Required action => Pull every line that includes the word "marker" from the data.

Extracted data =>
*** Block opens ***
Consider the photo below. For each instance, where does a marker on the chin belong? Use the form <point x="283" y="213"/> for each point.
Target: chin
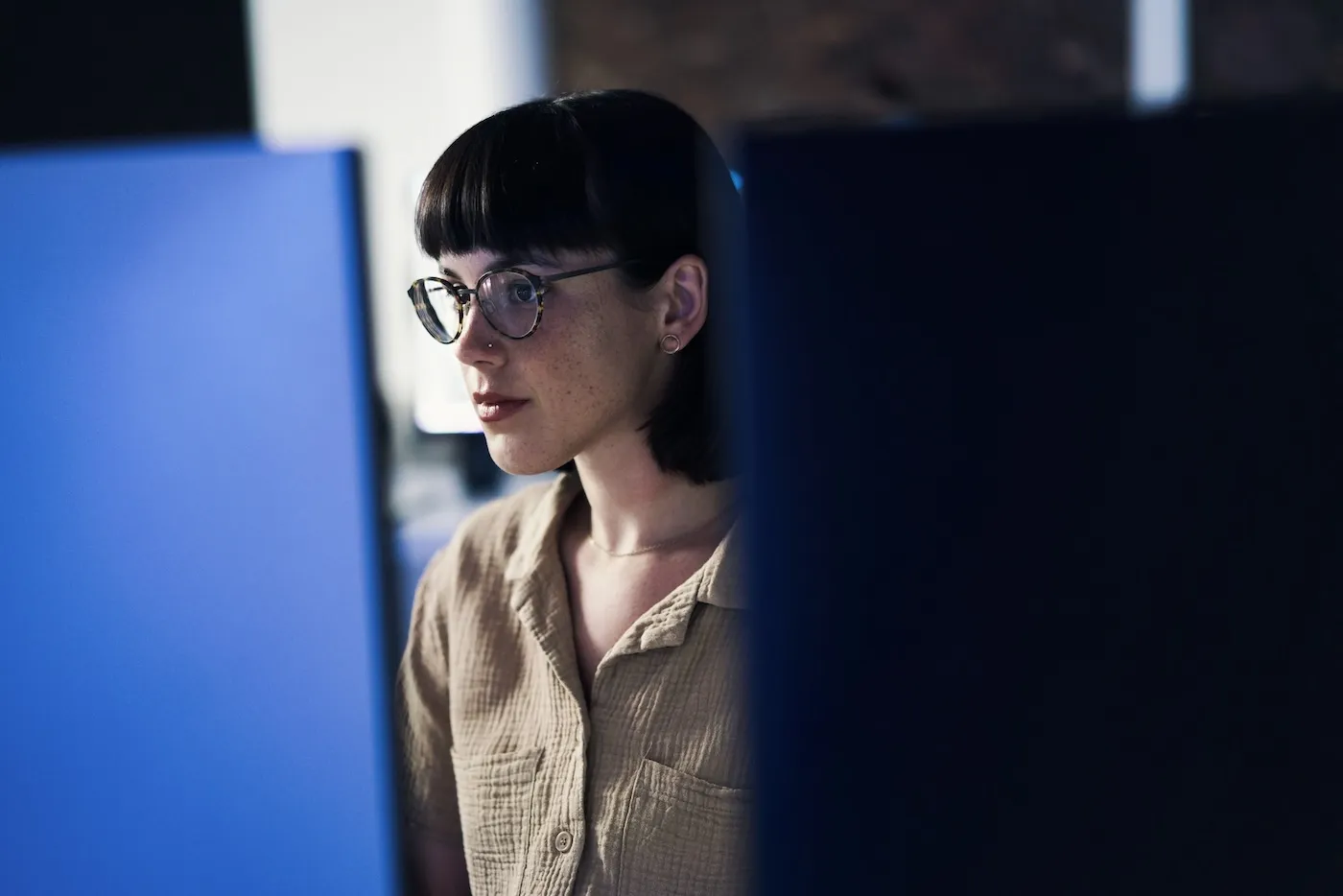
<point x="523" y="457"/>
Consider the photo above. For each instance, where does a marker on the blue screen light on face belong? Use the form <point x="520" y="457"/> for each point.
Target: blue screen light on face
<point x="190" y="663"/>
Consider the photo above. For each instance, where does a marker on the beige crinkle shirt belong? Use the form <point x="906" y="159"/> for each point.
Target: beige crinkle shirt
<point x="642" y="788"/>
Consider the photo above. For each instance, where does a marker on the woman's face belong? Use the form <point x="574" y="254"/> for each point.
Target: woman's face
<point x="591" y="371"/>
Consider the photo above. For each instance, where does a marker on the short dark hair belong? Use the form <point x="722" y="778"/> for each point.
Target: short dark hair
<point x="618" y="170"/>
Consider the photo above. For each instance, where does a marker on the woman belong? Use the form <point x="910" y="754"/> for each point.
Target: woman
<point x="571" y="701"/>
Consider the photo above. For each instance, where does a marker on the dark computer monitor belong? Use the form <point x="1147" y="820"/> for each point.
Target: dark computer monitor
*** Block closes ***
Response to the task =>
Consider the photo below. For each instance, where does a marker on the chin belong? Use the form <point x="283" y="213"/> for each point.
Consider the photo above. For each instance, where does a marker on the blue screen light on face belong? Use the form <point x="520" y="457"/> for each point.
Consider the photo above. For each instance, where does a marker on the beige crinkle shirt belong? Use the form <point x="906" y="159"/> for each point.
Consider the photo above. For each instance, where does a marker on the woman's face belong? Use the form <point x="574" y="254"/> for each point.
Consider the photo above. For each instance, where does a marker on the short dark hair belong? Use the form <point x="722" y="778"/> for each point.
Consider the photo above. For each instance, where does a marker on the woman belong? Use the form <point x="910" y="754"/> for each point.
Consider the photo above. For each instance, where does a marker on the dark computer monitor belong? Use the form <point x="1147" y="820"/> for each point.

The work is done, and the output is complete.